INSTRUCTIONS TO FOLLOW
Reproduce the listing below word for word, starting at its beginning and ending at the line that contains "column 31, row 295", with both ends included. Leave the pictures out of your answer.

DATASET CONTENT
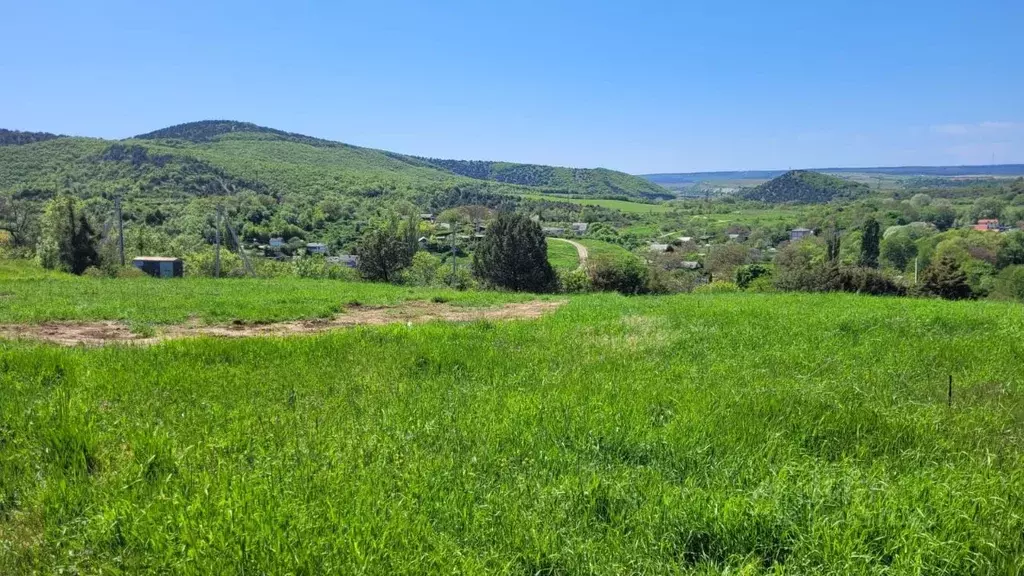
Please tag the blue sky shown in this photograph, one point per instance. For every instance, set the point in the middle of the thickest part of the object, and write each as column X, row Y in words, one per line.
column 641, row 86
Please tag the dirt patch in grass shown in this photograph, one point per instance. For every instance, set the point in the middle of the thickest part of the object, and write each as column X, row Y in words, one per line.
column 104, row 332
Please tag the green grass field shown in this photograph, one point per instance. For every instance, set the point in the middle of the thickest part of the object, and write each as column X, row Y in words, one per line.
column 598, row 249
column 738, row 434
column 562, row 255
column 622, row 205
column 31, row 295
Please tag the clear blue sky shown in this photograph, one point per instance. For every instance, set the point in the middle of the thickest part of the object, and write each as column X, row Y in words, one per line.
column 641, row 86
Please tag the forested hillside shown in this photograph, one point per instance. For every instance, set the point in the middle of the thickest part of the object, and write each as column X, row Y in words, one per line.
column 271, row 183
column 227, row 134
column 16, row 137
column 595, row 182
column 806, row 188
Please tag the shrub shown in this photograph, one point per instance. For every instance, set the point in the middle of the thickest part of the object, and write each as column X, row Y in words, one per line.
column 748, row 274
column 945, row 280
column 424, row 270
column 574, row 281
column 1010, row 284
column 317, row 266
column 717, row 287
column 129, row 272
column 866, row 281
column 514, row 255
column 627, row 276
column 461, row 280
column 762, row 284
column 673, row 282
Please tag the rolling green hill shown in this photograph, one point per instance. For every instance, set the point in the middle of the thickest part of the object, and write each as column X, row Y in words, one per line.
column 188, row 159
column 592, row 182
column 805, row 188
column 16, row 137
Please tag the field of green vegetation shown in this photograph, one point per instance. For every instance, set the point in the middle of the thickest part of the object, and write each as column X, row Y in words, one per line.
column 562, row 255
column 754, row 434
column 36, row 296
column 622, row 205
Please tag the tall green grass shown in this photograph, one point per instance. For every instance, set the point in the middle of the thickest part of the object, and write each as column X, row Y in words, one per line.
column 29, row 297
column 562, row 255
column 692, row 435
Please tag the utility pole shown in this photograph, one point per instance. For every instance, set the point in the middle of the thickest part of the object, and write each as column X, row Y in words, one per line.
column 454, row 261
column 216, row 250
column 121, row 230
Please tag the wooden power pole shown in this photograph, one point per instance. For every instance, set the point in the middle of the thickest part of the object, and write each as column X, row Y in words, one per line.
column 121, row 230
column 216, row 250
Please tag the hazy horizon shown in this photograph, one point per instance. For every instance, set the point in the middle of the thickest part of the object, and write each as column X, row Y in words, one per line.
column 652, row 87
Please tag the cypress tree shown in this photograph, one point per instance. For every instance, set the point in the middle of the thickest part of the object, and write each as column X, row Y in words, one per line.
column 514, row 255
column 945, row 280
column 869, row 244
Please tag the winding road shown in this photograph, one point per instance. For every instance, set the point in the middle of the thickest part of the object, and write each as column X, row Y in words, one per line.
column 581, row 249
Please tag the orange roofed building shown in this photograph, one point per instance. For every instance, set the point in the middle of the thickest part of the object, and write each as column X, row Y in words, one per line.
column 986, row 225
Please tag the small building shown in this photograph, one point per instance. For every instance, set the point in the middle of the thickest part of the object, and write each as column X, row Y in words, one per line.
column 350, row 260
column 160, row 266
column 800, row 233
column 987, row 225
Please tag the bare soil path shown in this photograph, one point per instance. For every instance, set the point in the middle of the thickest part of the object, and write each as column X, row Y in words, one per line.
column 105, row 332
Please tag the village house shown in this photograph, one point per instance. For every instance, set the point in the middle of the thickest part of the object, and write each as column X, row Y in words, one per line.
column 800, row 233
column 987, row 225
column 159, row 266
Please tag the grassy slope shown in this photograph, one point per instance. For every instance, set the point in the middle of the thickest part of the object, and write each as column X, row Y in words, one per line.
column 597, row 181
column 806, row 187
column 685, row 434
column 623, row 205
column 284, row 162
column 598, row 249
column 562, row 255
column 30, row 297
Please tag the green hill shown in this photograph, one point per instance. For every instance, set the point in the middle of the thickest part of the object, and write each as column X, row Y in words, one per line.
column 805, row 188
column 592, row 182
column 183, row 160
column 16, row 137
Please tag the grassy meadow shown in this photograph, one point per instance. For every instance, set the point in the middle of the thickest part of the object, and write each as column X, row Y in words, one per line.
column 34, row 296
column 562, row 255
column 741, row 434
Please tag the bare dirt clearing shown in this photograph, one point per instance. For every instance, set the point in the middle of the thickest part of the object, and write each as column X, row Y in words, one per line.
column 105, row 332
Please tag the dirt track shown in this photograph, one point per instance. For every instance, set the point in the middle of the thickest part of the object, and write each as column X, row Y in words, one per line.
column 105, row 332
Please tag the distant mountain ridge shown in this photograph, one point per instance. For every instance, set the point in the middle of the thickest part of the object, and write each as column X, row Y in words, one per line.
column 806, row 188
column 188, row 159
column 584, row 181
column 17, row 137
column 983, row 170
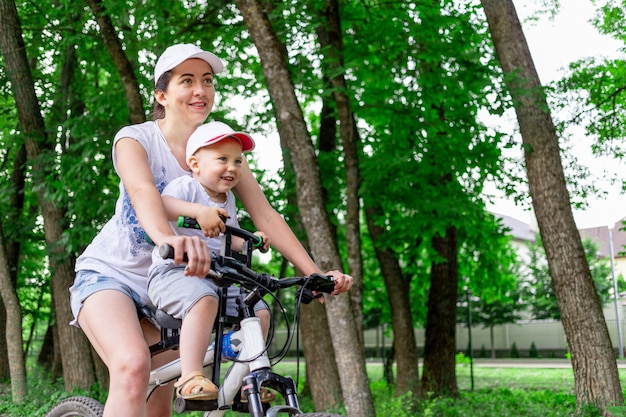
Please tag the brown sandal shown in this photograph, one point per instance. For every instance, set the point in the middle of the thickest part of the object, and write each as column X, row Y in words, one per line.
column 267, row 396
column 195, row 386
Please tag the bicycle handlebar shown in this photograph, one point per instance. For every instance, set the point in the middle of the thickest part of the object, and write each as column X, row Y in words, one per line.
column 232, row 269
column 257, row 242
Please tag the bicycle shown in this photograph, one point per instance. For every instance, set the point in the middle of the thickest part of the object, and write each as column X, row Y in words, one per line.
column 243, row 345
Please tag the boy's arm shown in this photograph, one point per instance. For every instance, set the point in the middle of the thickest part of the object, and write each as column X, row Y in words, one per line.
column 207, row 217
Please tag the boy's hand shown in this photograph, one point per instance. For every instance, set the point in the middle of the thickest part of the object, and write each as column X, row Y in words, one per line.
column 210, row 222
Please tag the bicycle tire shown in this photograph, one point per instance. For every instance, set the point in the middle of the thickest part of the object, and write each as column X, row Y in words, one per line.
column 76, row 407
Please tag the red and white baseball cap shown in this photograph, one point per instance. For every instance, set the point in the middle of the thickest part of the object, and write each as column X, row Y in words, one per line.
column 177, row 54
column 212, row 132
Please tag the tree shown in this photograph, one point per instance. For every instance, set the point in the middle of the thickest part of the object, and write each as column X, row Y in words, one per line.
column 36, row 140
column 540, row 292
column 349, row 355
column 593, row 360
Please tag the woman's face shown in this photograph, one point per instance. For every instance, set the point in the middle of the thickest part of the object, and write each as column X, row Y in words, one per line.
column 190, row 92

TASK SOLUTION
Please tag the blue sky shown in this photograph, one point per instance. For every instance, set the point in the middle of the thickest part of the object, and write each as column X, row Y in words, one per line.
column 641, row 86
Please tag the dirt patch in grass shown in this photograph, one point per instance. For every instance, set the point in the middle of the thickest part of the object, and write each as column X, row Y in words, one per line.
column 104, row 332
Please tag the green grass field shown in this photograph, one point per instance. For every instance, set the point in the middle of the thickest part of the object, and write each as column X, row Y in words, one per line.
column 598, row 249
column 738, row 434
column 562, row 255
column 622, row 205
column 31, row 295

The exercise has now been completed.